Brief → From the forum thread below on whether cooking is an art or a craft, extract the passage from "O, it's definately" to "and be moody!" word for word.

Extract provided →
**********
# Cooking: Art or Craft?



## greg (Dec 8, 1999)

ChefKath posted regarding Ruhlman's stance that cooking is a craft, not an art (but without explaining his opinion). What does everybody think?

From looking at a dictionary, I'd say either/or and trying to differentiate is just splitting hairs. But, most people have a perception of there being a difference. Namely, that a craft is a blue-collar workman-like thing and an art is more aesthetic. Based on that, I'd have to say that what we do is a combination of the two. There's nothing aesthetic in changing fryer oil, but I don't there's anything blue-collar in coming up with an eye-pleasing presentation.


----------



## layjo (Oct 12, 1999)

I think they are a combination of the two also. It is a craft from the first day you start learning and continues to be a craft throughout your career, because you always find yourself refering back to to classic preparations and fundamental methods. Once you've become accustomed to different aspects and procedures of the trade, the artistic/expressive mode of thinking comes into play. You know what "tools" you have to work with. Later these "tools" can become like "paint colors on an artist's palet"(yours, or mine). And you (or I)just have to create great or good food for the "people waiting in the gallery"....just a little bit of metaphores and what I have grown to belive.


----------



## chefjohnpaul (Mar 9, 2000)

O, it's definately both. Webster defines art as human skill applied to any number of things. Let's face it, cooking comes from the heart in its finest form, it goes beyond here's a plate of food, its a passion, it can involve symetry, color,and motion in its presentation, and people go out to be entertained by food as much as by music. Dishes are often referred to as compositions. A craft? Yes. An art? Most definately. It's two taste treats in one!!!!


----------



## greg (Dec 8, 1999)

I'm just glad we aren't expected to be artists. I'd have to wear black all the time and be moody!


----------



## katherine (Aug 12, 2000)

First and foremost you must perfect your craft, otherwise you can never be recognized for your aspirations to higher artistic achievements.


----------



## shroomgirl (Aug 11, 2000)

Depends on the person....I create new dishes all the time....and do consider myself an artist....no black clothing I prefer purple.It's also nice to get $ from Art Groups for food events.
Craftsmen...sure there are those guys out there to....

Passion or "It's just a job man" or even I care about what I'm doing but I don't make it up. It's great when you get paid for doing what you love.


----------



## katherine (Aug 12, 2000)

It looks to me like we're discussing semantics here--the definitions of the words art and craft. For people who feel that for something to be a true work of art, it must be useless, cooking can no more be an art than, say, embroidery. (Unless, of course, the article which is embroidered has no possible use but to hang on the wall and be admired?) 
I couldn't disagree more. It seems to me it takes a great deal more creativity to incorporate art into everyday items, which can improve our enjoyment of daily activities.


----------



## greg (Dec 8, 1999)

My opinion on art v. craft based on definitions and perceptions I gave in my first post. Here's mine: we're neither. We're cooks, plain and simple. I can romanticize what I do and call myself an artist, or I could take the "I do honest work with my hands" stance and call myself a craftsmen. Either way, I'm over-analyzing. I'm a cook (not a chef;that's just a job title), and art ,craft,hobby or whatever we could try to categorize it as, it's what I do because events, abilities have led me to do it. The fact that I enjoy it is a bonus.
**********
Data lines →
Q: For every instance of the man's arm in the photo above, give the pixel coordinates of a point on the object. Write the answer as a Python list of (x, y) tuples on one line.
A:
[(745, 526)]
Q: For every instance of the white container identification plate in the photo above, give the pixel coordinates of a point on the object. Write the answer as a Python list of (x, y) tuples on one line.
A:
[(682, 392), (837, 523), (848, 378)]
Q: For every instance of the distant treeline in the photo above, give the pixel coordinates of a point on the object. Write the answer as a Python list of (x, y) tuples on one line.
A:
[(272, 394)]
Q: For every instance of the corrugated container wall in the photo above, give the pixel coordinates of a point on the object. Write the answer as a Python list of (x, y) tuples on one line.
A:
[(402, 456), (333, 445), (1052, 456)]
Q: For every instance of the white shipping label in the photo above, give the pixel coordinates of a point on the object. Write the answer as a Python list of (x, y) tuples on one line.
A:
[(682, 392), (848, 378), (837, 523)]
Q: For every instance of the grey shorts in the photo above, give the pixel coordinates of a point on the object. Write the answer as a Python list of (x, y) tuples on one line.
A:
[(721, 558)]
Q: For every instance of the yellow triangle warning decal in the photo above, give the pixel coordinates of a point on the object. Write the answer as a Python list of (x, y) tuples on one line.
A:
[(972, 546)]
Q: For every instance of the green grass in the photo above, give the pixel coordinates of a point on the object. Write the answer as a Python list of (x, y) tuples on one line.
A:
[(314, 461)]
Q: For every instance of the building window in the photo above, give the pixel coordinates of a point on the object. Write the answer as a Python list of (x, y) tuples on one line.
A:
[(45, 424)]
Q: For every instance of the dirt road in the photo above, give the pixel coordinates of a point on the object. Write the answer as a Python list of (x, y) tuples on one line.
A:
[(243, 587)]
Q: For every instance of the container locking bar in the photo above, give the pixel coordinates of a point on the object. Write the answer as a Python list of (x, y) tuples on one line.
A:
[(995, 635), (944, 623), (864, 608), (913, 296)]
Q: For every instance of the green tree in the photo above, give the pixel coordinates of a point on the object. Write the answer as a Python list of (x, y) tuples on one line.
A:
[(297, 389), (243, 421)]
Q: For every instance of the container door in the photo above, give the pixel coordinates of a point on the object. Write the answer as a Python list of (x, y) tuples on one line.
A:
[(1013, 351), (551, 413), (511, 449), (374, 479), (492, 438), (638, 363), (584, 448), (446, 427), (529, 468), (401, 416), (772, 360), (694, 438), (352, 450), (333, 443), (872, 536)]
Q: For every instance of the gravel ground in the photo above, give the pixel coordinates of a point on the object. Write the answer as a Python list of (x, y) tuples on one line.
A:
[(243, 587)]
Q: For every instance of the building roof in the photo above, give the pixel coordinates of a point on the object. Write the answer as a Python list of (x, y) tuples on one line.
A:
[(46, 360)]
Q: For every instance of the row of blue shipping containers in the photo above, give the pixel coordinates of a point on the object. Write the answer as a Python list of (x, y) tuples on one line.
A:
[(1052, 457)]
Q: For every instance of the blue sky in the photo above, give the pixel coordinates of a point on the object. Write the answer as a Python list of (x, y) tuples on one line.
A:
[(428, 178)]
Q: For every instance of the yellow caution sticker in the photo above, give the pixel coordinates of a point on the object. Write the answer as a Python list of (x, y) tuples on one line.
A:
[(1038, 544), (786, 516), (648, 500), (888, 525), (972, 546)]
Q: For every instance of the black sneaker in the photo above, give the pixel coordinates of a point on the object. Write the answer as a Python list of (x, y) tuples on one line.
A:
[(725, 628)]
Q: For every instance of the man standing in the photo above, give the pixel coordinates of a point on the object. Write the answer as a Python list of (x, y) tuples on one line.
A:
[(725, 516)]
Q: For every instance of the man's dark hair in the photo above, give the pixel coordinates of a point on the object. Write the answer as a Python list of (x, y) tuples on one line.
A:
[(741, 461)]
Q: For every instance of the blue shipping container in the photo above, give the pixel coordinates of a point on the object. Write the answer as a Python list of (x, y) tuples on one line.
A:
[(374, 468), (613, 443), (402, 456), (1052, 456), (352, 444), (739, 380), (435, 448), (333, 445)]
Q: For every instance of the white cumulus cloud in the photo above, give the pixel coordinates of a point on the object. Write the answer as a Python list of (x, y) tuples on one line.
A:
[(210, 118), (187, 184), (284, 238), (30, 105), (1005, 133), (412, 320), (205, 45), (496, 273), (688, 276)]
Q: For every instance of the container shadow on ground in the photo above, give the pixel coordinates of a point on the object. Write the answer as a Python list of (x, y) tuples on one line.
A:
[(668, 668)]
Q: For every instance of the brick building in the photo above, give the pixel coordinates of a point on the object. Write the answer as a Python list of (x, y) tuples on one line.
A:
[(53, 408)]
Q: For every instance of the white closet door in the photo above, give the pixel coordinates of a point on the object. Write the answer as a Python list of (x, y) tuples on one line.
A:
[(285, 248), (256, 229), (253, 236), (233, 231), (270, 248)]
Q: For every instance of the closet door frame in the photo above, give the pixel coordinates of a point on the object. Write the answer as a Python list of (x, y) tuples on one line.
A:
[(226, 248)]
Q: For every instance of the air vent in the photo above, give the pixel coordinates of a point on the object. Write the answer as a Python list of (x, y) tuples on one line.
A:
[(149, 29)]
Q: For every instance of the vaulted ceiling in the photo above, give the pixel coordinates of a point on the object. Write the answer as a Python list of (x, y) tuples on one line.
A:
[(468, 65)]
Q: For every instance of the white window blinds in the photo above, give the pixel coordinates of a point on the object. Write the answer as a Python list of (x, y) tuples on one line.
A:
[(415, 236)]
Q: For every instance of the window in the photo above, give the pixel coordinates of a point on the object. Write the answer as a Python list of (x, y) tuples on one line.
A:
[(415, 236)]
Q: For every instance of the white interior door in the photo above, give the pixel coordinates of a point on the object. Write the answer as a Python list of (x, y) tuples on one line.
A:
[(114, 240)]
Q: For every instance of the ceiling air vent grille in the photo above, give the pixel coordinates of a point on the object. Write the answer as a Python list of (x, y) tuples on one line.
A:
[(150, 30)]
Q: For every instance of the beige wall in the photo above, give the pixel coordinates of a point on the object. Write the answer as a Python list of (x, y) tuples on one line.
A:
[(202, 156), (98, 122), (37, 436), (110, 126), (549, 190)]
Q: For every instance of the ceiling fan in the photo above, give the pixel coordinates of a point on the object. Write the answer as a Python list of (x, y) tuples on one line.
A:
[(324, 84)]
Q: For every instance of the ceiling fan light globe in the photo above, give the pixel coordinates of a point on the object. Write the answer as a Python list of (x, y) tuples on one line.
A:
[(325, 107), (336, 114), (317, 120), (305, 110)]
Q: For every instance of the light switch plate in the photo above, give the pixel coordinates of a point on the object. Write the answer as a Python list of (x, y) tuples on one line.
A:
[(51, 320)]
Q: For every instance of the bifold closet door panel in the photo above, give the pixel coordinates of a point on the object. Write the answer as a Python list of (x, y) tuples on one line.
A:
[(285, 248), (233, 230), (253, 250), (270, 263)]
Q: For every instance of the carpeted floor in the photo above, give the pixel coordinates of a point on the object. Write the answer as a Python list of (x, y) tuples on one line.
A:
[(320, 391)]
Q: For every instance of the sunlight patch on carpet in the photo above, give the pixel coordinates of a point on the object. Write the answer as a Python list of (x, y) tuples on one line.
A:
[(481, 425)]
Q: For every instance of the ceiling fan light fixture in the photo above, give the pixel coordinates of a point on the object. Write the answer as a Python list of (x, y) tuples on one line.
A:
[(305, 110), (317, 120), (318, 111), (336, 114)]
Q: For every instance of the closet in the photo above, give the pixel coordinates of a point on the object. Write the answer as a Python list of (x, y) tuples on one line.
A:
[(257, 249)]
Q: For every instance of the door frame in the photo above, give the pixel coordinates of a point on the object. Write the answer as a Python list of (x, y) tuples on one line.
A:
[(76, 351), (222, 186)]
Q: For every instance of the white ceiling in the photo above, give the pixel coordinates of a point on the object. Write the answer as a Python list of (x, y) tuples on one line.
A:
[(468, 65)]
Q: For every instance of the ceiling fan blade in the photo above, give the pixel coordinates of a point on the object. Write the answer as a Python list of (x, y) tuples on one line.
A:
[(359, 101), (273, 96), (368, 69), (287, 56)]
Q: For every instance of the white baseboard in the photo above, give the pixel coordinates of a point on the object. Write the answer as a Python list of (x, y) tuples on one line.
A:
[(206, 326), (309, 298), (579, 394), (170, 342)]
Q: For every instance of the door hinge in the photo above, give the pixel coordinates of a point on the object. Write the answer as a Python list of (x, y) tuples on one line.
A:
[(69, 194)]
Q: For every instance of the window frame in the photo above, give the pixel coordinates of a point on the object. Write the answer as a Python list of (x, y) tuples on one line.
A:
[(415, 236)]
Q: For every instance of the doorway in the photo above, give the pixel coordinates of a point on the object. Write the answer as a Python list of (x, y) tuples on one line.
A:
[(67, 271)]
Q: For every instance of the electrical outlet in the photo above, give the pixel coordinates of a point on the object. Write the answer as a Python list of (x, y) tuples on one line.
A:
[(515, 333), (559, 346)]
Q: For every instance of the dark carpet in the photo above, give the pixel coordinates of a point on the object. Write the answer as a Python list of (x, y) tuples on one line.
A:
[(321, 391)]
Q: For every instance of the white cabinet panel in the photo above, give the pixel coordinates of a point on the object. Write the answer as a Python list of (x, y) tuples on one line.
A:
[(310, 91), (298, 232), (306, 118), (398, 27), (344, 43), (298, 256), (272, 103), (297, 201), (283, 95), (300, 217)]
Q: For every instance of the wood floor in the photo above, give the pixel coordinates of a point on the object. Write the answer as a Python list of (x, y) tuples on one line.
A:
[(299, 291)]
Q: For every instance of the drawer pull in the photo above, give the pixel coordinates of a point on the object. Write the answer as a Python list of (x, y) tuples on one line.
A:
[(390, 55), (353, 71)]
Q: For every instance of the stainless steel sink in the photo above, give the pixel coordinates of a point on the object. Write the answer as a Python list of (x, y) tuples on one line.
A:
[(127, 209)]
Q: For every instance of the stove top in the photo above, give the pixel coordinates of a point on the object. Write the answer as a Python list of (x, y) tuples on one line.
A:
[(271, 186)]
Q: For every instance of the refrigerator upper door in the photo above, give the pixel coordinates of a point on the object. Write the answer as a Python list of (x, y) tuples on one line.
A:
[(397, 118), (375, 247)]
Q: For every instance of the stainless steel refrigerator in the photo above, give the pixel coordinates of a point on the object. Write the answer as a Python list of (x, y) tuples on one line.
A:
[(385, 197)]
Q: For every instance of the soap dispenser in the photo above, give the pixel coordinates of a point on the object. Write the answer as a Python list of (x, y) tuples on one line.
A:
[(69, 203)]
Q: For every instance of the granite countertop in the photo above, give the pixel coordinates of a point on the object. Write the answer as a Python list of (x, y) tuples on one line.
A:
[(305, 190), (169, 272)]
**********
Solution to the problem →
O, it's definately both. Webster defines art as human skill applied to any number of things. Let's face it, cooking comes from the heart in its finest form, it goes beyond here's a plate of food, its a passion, it can involve symetry, color,and motion in its presentation, and people go out to be entertained by food as much as by music. Dishes are often referred to as compositions. A craft? Yes. An art? Most definately. It's two taste treats in one!!!!


----------



## greg (Dec 8, 1999)

I'm just glad we aren't expected to be artists. I'd have to wear black all the time and be moody!